- _WHAT NEEDS TO BE DONE_:
Extract all of the lines below verbatim, omitting the pictures.

- _DATA ROWS_:
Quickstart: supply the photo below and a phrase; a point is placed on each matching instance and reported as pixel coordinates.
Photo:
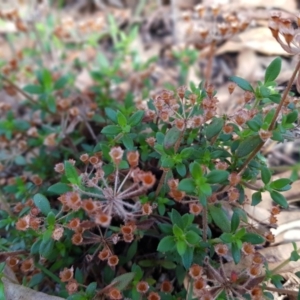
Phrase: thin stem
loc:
(210, 61)
(124, 180)
(204, 223)
(165, 171)
(282, 291)
(116, 180)
(250, 157)
(272, 125)
(18, 89)
(128, 191)
(285, 94)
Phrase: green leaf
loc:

- _TASK ANSWER_:
Quickstart: supply the photo below and a phrase; a point is placed on each matching instance and reported as pixel coordinates.
Photo:
Phrase: thin stem
loc:
(210, 61)
(124, 180)
(204, 223)
(165, 171)
(282, 291)
(116, 180)
(250, 157)
(272, 125)
(18, 89)
(128, 191)
(285, 94)
Phrase: green leaf
loc:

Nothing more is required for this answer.